Exercise: Give back every record exactly as written.

━━━━━━━━━━━━━━━━━━━━

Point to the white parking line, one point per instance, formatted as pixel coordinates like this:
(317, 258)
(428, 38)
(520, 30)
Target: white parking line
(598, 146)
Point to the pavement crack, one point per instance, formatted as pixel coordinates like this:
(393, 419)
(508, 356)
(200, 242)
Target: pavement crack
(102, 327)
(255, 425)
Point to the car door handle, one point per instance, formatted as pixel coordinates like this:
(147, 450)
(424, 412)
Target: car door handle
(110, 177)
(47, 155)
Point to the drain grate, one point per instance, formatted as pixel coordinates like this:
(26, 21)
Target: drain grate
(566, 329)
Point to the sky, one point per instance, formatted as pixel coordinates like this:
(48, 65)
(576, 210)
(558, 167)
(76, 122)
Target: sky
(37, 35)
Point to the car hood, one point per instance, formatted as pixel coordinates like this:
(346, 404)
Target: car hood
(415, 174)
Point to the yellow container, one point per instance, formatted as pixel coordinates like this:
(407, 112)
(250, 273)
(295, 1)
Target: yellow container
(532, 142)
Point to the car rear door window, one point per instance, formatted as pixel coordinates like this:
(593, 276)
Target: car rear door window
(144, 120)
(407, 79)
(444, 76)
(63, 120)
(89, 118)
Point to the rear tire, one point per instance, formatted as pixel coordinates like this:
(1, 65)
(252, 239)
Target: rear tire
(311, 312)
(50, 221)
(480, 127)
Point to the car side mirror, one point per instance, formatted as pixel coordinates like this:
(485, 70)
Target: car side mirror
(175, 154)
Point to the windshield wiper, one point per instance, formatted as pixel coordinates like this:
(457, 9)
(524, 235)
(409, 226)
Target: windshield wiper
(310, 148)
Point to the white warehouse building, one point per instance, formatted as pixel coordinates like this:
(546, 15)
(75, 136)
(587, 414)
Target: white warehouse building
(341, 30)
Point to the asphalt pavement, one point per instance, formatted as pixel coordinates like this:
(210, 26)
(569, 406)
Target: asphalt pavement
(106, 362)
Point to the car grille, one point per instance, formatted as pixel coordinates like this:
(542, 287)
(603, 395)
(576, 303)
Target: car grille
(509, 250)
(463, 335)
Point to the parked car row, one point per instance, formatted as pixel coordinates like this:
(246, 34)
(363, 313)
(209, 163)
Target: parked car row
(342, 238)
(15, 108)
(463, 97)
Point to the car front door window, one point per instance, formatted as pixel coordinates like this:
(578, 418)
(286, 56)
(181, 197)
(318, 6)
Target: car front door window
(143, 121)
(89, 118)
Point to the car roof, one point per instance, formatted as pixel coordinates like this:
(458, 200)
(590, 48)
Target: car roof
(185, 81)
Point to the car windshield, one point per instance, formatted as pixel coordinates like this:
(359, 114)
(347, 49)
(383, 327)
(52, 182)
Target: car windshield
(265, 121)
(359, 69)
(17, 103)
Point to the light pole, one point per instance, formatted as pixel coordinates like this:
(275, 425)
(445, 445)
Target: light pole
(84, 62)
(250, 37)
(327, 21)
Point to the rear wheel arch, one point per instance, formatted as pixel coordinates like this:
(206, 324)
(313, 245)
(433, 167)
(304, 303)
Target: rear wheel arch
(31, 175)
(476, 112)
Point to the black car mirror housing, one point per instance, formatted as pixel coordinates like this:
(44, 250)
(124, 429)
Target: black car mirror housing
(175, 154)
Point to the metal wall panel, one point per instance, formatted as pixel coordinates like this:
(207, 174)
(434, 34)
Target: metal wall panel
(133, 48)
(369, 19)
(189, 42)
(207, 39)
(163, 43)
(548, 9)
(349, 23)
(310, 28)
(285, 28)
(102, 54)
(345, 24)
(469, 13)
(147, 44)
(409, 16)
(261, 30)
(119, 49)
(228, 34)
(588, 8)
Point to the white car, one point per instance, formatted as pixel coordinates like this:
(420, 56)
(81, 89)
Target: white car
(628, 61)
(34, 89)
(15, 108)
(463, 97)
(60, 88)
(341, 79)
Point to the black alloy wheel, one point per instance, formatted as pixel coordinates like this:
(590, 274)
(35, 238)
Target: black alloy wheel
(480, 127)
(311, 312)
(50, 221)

━━━━━━━━━━━━━━━━━━━━

Result of this exercise:
Point to the white parking line, one point per instance, formatted as pixel coordinates like this:
(317, 258)
(428, 38)
(520, 30)
Target: white parking line
(598, 146)
Point to the pavement crack, one point per instance, formatted as pixel coordinates like this:
(393, 419)
(508, 356)
(200, 242)
Target: pavement crack
(102, 327)
(255, 425)
Point to the car door handle, one point per instance, formatted as pixel coordinates like this:
(147, 450)
(424, 412)
Target: car door handle
(110, 177)
(47, 155)
Point to the drain grate, one point per instance, formatted as pixel coordinates like this:
(26, 21)
Target: drain grate
(566, 329)
Point to the sky, one point per instance, formatted as pixel coordinates like this:
(48, 65)
(576, 210)
(558, 167)
(76, 122)
Target: sky
(37, 35)
Point to the car hood, one point per instance, formatted as pixel coordinates like this:
(346, 404)
Target: car hood
(415, 174)
Point to the yellow container, one point per instance, formatted as pixel coordinates like this:
(407, 112)
(250, 273)
(295, 1)
Target: yellow container
(532, 142)
Point to the car rear door window, one point per instance, formatted as pixel coordinates like this:
(593, 276)
Target: car rear door window
(144, 120)
(407, 79)
(444, 76)
(63, 120)
(89, 118)
Point to the rear tire, one point per instance, formatted as pixel coordinates like this:
(1, 65)
(252, 239)
Target: rear tire
(311, 312)
(50, 221)
(480, 127)
Point to the car side mirror, one point per instance, formatted as pixel coordinates like this:
(485, 70)
Target: car side mirror
(175, 154)
Point to the windshield wiper, one point per instance, formatted as pixel coordinates like this:
(457, 9)
(524, 235)
(409, 226)
Target: windshield wiper
(310, 148)
Point to the white warehouse building, one point per instance, formatted as pixel coordinates like this:
(546, 15)
(75, 136)
(587, 414)
Target: white warehouse building
(341, 30)
Point to the asphalt pavement, one point per instance, formatted as pixel coordinates like this:
(210, 26)
(569, 406)
Target: asphalt pavement
(106, 362)
Point to the car grille, one point per instance, formatted as pixel coordinates like this:
(542, 287)
(603, 395)
(576, 303)
Target: car grille
(509, 250)
(463, 335)
Point to the parked car row, one point per instance, formatted as pixel coordinates like this:
(246, 34)
(363, 313)
(209, 163)
Target: parked car row
(342, 238)
(15, 108)
(463, 97)
Point to the car front door window, one point per instance, formatted as pixel coordinates like this:
(578, 418)
(286, 56)
(181, 197)
(318, 6)
Target: car front door window
(143, 121)
(89, 118)
Point to the car roof, one point per instance, formatted as pixel coordinates like this:
(458, 200)
(590, 48)
Target: car roof
(185, 81)
Point to the car windshield, one point per instance, formatted as pixel coordinates like this:
(359, 114)
(347, 49)
(383, 327)
(52, 182)
Target: car windshield
(265, 121)
(359, 69)
(17, 103)
Point to the light pole, one point per instance, formatted as pixel coordinates like this:
(275, 425)
(445, 445)
Target: light pole
(84, 62)
(250, 37)
(327, 21)
Point to the rear wheel arch, one point per instance, formatted as pixel coordinates like this:
(206, 324)
(313, 245)
(433, 167)
(304, 303)
Target: rear wheel arch
(31, 175)
(476, 112)
Point to the black car mirror housing, one point per instance, formatted as pixel coordinates like this:
(44, 250)
(124, 429)
Target: black car mirror housing
(175, 154)
Point to the metal wall panel, one point per instance, formatted as pixel coordinates like this:
(207, 174)
(434, 34)
Target: metal wall panel
(133, 48)
(369, 19)
(189, 42)
(207, 39)
(163, 43)
(548, 9)
(349, 23)
(310, 28)
(285, 28)
(102, 54)
(345, 24)
(469, 13)
(147, 44)
(409, 16)
(261, 30)
(119, 49)
(228, 34)
(588, 8)
Point to the white car, one point per instance, formatted as pixel coordinates like this:
(420, 56)
(81, 89)
Target: white car
(628, 61)
(34, 89)
(15, 108)
(463, 97)
(60, 88)
(341, 79)
Point to the black alloy wheel, one point per instance, formatted as pixel coordinates like this:
(590, 274)
(35, 238)
Target: black alloy wheel
(480, 127)
(311, 312)
(50, 221)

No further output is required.